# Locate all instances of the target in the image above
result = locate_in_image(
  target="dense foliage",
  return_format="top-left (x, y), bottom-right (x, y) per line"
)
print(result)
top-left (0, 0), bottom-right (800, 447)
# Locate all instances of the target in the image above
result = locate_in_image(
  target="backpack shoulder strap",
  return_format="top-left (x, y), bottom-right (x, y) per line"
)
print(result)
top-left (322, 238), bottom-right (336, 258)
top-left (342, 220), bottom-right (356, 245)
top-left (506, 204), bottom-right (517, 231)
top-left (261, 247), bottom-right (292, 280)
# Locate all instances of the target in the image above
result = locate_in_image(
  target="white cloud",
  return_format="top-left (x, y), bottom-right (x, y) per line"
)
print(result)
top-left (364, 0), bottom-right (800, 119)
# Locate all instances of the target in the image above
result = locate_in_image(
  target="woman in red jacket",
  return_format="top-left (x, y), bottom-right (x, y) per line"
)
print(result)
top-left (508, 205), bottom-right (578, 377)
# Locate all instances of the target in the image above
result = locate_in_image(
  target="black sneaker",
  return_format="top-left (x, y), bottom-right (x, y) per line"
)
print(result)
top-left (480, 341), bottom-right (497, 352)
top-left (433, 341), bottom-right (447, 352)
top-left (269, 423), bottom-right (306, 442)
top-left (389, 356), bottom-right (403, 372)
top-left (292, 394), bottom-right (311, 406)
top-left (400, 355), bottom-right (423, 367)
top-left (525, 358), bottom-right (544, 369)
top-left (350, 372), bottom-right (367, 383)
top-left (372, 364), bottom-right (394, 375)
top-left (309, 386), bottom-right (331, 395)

---+---

» **WHAT TO PRODUCE**
Copy every one of the records above, reproducing each line word for word.

» **TASK SOLUTION**
# Locate all instances of the target in the image above
result = locate_in_image(
  target="dense foliage",
  return_format="top-left (x, y), bottom-right (x, y) per line"
)
print(result)
top-left (0, 0), bottom-right (800, 447)
# Locate all instances of the target in the image above
result = locate_in_image(
  target="backpack shoulder strap",
  return_format="top-left (x, y), bottom-right (x, y) per line"
)
print(result)
top-left (322, 238), bottom-right (336, 258)
top-left (342, 220), bottom-right (356, 245)
top-left (506, 204), bottom-right (517, 231)
top-left (261, 247), bottom-right (292, 280)
# Locate all instances of the target in the image above
result = locate_in_image(
  target="white cloud",
  return_format="top-left (x, y), bottom-right (x, y) per line"
)
print(result)
top-left (364, 0), bottom-right (800, 119)
# Locate all instances of the target in the image above
result = locate_in_image(
  target="woman in red jacket",
  return_format="top-left (x, y), bottom-right (x, y) per line"
)
print(result)
top-left (508, 205), bottom-right (578, 377)
# Locate all instances of the target in the image above
result = locate_in_image(
  target="black sneaker",
  return_format="top-left (x, y), bottom-right (x, y) per line"
)
print(result)
top-left (480, 341), bottom-right (497, 352)
top-left (433, 341), bottom-right (447, 352)
top-left (269, 423), bottom-right (306, 442)
top-left (389, 356), bottom-right (403, 372)
top-left (292, 394), bottom-right (311, 406)
top-left (400, 355), bottom-right (423, 367)
top-left (525, 358), bottom-right (544, 369)
top-left (350, 372), bottom-right (367, 383)
top-left (372, 364), bottom-right (394, 375)
top-left (309, 386), bottom-right (331, 395)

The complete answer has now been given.